Source document »
******

Jackson White in ‘Tell Me Lies’
Jackson White in ‘Tell Me Lies’

In fact, that line Stephen walked was “probably the thing we talked about most in the writers room,” she says.

“We don’t want to glamorize an abusive character, because he is abusive at times. We also can’t hate him. He’s our male lead. I think it was just about being honest and being realistic and not making anything too heightened or too ridiculous,” she continues. “In real life, people do some really bad things, and the key was to try to understand why he does the things that he does and at any point to understand his motivation.”

While in the book, she says, Stephen is very confident, that’s not the case on the show.

“I think the Stephen that we created is coming from such a place of fear,” says Oppenheimer. “Our Stephen is really terrified of a lot of things and when you are terrified, you treat everyone like an enemy. You treat your enemies badly. It was hard. There were some scenes where we went way too far, and we were like, we’ve gotta bring it back.”

Roberts, who was excited to step into the producer role on the drama instead of the star, also weighed in on trying to find the balance.

“You don’t want to hate him completely. It’s kind of like Penn Badgley on ‘You,’” she says of the Netflix drama. “You need to love something about him or at least, understand why he’s doing what he’s doing — whether you agree or not, have some understanding. I think Jackson did a really amazing job of giving us this mysterious, obviously toxic person, but then you see him with his sister and it’s like, ‘Oh, now I like him.'”

She notes that each one of the characters stretch the truth, not just Stephen.

******

(Records from the dataset)
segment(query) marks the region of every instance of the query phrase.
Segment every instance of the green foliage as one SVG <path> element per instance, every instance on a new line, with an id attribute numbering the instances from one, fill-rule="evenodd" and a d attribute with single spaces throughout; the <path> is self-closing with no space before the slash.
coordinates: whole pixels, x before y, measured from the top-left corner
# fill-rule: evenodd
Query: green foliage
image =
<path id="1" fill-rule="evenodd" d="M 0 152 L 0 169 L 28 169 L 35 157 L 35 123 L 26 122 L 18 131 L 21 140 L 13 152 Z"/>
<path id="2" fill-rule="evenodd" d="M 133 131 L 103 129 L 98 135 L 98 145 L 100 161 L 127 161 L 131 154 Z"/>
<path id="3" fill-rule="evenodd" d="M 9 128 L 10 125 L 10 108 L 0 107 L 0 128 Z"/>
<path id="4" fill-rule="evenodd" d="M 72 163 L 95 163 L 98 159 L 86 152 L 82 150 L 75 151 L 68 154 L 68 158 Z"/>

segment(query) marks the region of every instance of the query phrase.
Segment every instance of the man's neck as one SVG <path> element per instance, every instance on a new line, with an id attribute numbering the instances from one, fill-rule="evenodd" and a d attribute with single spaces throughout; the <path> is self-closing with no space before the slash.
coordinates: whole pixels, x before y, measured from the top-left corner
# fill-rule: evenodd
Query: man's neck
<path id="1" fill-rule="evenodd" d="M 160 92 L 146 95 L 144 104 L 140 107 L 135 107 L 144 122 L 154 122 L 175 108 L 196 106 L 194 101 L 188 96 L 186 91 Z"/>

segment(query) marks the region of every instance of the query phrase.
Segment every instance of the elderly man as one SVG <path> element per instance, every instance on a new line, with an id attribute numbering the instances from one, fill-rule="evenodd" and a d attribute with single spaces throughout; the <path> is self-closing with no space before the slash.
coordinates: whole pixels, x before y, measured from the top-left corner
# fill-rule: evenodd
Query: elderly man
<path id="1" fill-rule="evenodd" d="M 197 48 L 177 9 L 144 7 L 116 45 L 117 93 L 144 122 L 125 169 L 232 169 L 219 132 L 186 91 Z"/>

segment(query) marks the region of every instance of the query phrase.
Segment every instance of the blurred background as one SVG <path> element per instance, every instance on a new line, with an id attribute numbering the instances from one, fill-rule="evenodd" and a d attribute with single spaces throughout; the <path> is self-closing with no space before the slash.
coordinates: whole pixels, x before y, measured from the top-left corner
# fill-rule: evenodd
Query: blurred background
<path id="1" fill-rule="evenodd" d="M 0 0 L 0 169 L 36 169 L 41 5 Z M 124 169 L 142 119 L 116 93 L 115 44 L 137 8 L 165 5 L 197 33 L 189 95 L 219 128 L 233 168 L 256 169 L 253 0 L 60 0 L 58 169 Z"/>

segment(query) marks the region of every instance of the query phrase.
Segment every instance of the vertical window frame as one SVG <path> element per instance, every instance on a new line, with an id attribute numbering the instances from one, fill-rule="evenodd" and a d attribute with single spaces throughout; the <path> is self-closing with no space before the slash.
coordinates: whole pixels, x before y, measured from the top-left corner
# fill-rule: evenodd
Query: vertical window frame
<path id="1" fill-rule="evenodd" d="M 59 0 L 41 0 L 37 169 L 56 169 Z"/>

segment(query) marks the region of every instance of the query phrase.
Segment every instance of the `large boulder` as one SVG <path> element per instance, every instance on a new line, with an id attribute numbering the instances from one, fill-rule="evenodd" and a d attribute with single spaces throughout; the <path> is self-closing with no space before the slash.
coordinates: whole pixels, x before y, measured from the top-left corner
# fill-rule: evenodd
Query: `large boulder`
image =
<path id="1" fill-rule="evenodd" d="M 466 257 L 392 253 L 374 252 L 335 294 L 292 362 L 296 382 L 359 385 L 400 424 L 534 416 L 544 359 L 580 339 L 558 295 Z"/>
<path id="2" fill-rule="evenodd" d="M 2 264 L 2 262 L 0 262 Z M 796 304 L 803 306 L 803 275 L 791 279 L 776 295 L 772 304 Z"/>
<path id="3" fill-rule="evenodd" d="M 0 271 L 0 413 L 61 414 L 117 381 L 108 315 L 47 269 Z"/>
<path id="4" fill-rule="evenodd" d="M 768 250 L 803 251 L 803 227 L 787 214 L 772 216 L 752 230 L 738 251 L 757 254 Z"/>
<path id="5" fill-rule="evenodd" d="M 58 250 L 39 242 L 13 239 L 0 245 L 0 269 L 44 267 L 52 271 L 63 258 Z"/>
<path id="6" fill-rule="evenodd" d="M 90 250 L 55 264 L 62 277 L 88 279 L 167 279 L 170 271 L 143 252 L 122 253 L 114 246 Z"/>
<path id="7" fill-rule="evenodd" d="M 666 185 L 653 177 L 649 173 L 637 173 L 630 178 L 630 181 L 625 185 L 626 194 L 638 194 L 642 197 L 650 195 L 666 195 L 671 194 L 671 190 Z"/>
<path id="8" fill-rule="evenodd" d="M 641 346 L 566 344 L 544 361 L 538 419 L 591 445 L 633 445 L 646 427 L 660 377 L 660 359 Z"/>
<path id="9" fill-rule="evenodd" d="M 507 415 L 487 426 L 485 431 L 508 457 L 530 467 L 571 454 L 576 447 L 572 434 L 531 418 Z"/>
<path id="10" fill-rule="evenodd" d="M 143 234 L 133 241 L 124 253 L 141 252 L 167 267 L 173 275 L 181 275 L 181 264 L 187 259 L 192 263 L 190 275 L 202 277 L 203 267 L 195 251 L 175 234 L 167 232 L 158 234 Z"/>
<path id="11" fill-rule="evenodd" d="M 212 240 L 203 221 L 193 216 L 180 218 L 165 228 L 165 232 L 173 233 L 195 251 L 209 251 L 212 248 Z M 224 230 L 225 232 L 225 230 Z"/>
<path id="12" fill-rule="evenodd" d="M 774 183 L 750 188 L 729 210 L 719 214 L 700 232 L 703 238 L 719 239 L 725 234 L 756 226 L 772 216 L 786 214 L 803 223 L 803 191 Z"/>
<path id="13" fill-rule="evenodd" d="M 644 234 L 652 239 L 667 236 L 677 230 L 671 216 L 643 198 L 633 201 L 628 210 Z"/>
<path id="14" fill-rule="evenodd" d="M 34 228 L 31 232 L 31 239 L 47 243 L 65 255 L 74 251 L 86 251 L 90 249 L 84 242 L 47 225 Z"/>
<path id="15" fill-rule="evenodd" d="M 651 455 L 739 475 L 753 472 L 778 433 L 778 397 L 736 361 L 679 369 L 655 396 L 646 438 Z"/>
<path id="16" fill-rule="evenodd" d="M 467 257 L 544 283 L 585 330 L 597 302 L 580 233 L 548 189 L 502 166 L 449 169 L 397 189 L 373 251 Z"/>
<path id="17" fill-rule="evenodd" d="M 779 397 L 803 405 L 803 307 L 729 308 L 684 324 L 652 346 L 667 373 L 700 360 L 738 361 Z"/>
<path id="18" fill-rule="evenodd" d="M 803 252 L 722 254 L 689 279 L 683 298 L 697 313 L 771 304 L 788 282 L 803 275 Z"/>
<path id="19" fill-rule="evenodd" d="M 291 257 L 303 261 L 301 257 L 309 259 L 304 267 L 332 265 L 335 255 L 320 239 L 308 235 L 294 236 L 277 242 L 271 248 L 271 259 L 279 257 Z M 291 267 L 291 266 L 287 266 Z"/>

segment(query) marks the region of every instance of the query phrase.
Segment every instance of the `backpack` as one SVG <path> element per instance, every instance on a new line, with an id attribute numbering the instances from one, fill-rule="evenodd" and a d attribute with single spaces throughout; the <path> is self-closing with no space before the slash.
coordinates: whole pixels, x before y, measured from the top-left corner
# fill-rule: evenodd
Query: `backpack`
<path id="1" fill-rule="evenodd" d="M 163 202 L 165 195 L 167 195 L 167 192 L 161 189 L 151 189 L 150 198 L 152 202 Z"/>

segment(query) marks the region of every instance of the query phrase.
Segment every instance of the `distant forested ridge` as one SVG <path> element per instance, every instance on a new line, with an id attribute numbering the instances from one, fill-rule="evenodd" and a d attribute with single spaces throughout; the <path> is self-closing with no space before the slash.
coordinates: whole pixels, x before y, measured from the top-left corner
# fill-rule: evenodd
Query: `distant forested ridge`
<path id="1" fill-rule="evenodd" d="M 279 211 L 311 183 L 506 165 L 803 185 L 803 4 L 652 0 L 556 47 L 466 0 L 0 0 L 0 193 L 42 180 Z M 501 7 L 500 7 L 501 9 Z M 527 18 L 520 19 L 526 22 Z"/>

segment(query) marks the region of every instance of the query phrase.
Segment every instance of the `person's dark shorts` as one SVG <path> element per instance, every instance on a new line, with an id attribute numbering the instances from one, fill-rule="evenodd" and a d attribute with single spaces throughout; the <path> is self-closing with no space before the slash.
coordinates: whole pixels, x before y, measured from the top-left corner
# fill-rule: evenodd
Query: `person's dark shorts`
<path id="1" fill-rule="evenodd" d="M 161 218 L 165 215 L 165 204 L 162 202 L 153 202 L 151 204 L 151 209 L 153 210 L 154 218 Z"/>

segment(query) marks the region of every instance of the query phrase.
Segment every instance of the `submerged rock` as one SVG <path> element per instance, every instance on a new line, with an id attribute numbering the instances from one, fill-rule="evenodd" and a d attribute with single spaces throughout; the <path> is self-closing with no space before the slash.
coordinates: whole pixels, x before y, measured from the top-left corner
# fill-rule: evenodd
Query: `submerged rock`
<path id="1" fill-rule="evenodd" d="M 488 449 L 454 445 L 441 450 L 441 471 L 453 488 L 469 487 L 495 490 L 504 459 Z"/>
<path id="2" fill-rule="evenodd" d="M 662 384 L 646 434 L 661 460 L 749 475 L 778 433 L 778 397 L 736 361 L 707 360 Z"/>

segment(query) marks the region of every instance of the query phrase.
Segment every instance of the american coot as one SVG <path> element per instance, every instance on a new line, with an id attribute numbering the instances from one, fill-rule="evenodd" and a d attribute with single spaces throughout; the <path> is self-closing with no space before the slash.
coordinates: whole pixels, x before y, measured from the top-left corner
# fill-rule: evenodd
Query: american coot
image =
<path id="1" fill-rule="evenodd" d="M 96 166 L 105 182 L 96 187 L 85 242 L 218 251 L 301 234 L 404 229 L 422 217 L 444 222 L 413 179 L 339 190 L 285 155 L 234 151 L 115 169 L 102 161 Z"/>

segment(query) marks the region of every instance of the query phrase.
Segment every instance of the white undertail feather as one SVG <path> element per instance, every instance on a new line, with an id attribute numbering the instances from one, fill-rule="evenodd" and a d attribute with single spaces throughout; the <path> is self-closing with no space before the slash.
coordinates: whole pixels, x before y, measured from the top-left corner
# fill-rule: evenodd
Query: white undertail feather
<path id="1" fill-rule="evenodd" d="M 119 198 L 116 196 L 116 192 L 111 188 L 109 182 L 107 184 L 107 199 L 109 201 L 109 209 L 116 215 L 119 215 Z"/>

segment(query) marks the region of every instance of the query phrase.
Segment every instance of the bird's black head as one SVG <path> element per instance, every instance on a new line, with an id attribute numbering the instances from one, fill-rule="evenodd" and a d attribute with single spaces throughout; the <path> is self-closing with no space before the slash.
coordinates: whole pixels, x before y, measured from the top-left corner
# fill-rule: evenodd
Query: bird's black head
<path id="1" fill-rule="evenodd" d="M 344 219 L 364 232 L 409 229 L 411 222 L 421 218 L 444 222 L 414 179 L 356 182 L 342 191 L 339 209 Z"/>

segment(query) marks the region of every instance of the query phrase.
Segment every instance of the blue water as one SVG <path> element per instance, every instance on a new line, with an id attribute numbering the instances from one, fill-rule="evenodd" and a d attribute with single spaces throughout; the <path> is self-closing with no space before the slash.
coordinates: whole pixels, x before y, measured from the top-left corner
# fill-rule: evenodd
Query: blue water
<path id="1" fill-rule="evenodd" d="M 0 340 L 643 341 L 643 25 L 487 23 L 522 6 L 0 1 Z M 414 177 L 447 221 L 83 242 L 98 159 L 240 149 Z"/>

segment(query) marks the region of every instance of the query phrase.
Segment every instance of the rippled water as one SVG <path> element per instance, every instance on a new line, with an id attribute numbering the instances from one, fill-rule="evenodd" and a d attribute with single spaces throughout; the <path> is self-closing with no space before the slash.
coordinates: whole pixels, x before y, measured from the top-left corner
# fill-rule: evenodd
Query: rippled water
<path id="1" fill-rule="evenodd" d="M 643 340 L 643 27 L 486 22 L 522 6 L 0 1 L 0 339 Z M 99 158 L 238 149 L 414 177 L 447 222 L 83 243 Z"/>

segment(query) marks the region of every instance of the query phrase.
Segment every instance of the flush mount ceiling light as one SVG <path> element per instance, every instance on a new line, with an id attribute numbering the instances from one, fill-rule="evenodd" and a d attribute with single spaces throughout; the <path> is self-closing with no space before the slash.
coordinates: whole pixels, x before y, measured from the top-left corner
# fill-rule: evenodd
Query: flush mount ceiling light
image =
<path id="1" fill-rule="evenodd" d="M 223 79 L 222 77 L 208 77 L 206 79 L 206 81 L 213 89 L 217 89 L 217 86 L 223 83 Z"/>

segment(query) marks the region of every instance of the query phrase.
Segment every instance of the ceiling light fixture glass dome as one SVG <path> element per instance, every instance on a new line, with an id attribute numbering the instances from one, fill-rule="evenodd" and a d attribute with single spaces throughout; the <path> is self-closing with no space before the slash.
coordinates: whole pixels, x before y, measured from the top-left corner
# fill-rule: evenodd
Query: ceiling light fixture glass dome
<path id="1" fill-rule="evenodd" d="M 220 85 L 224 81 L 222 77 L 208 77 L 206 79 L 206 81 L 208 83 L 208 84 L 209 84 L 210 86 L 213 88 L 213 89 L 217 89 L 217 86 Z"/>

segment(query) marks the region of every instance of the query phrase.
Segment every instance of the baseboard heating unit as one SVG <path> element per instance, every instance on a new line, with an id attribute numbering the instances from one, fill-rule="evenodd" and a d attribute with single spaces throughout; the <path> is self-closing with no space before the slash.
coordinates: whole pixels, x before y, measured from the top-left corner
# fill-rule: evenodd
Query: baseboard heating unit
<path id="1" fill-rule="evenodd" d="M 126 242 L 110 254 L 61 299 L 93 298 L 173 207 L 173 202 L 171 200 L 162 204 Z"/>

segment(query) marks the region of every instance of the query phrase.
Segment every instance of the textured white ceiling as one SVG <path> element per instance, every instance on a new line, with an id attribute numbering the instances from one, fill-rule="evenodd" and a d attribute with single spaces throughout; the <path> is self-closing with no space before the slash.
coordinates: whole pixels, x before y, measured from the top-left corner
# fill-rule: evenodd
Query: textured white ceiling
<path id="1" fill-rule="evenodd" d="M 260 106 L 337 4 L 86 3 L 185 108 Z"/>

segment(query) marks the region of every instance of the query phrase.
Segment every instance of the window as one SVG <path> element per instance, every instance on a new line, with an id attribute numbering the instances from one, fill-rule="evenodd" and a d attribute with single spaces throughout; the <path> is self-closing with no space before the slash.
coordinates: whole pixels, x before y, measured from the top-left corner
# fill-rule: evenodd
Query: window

******

What to produce »
Please continue the article on writing the character Stephen in "Tell Me Lies," picking up right after its last sentence.

Answer »
“They’ve all lied about something. They’ve all done something that’s selfish. They’re also all in college. We cannot necessarily be accountable for our worse thing that we did in college. Or can we atone for it? All those questions will hopefully be evoked and some answered,” says Roberts. “Toxic relationships go past romantic; we’ve all had friendship relationships that we’re like, why am I feeling anxiety all the time around this person that’s supposed to be my friend? I think that this show, you feel like you’re looking in a window at certain behaviors we’ve either done or we’ve seen. I think that can be very cathartic.”

That complexity was what attracted White to the role.

“I was drawn to the complexities of someone who on paper would seem like a villain or an antagonist. So I think it’s the most fun challenge to see someone who is written as a bad guy and then try and give that some humanity, some depth, some different tones,” he tells Variety. “It’s literally seeing so many different sides of his life and what’s going on inside his head — in his moments alone, in his moments with every individual character, and it was just a dream to get to play someone like that.”

The first three episodes of “Tell Me Lies” are now streaming on Hulu.